- Fragmento del texto -
En estos días pasados en los que tanto se ha hablado del Canal de Suez, a raíz de la situación creada por un gran buque portacontenedores que quedó encallado en él casi una semana, me he acordado de que la primera vez que tuve conocimiento de su existencia, aunque sin saber para nada de la importancia que siempre ha tenido para el comercio mundial, fue gracias a Los cigarros del faraón, cuarta de las aventuras de Tintín, que antes de los diez años leía una y otra vez hasta casi aprendérmelas de memoria.
Por eso, incluso después de tanto tiempo, me ha venido a la cabeza repetidamente la figura del célebre reportero de mi niñez diciéndole a su inseparable Milú que estaban llegando a Port Said y que luego atravesarían el Canal de Suez. Es lo que tienen los tebeos de la infancia: no solo te enseñan, sino que, además, estimulan la curiosidad sobre determinados temas para el resto de tu vida. Porque a mí este canal, pese a no conocerlo (o quizás por ello), siempre me ha intrigado.

- Objetivo de la tarea -
Responda, con base en el fragmento sobre el Canal de Suez:
(a) ¿Cuánto tiempo quedó encallado el buque portacontenedores?
(b) ¿Qué número ocupa Los cigarros del faraón entre las aventuras de Tintín?
(c) ¿A qué puerto dice Tintín a Milú que están llegando?

- Lista de registros -

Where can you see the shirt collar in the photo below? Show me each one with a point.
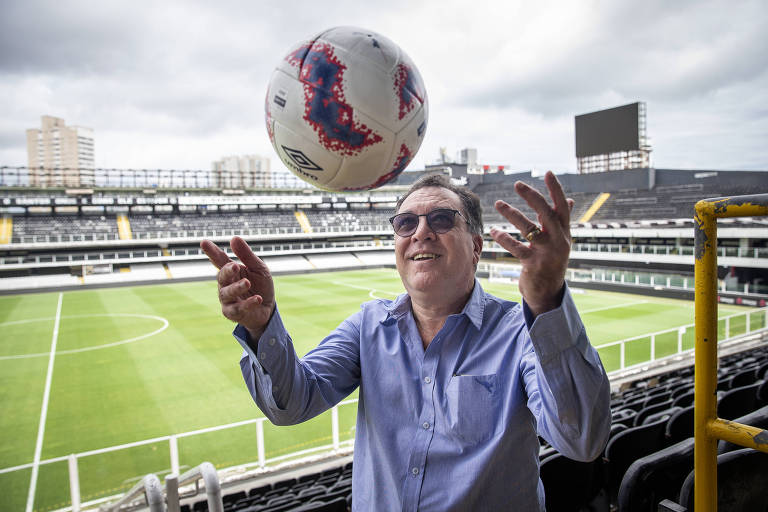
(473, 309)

...

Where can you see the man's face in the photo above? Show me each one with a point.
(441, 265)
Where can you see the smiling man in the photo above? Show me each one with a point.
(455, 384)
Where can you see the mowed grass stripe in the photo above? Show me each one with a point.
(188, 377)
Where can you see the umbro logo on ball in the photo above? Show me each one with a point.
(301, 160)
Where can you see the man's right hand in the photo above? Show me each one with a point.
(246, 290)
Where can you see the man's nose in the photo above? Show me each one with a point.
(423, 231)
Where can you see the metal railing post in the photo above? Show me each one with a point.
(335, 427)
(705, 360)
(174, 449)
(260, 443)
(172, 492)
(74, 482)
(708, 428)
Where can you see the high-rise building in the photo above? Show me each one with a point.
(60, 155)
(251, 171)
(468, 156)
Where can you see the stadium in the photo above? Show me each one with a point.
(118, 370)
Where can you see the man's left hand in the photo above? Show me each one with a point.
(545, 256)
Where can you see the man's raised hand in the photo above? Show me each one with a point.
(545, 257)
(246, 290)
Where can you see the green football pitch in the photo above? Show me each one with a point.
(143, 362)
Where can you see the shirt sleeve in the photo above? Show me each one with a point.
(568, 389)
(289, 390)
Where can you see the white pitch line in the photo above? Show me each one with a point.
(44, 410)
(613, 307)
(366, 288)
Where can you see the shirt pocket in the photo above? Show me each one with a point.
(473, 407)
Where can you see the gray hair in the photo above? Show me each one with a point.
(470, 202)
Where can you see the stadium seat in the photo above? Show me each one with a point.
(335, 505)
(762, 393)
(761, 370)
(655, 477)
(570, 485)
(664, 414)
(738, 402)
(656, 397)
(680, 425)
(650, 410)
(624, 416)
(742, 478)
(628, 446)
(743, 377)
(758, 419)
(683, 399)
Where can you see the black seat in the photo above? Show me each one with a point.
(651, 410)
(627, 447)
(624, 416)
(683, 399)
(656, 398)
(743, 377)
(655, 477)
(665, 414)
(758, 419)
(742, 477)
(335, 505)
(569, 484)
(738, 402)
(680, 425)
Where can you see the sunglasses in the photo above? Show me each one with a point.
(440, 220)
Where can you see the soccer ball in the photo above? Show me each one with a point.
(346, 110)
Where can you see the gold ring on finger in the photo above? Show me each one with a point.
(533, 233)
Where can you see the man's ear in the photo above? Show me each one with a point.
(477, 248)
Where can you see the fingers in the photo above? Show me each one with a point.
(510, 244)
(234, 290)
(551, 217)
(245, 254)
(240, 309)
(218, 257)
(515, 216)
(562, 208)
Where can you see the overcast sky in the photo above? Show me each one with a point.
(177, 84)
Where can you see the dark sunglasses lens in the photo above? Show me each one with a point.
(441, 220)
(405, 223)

- Respuesta -
(a) Casi una semana.
(b) Es la cuarta.
(c) A Port Said.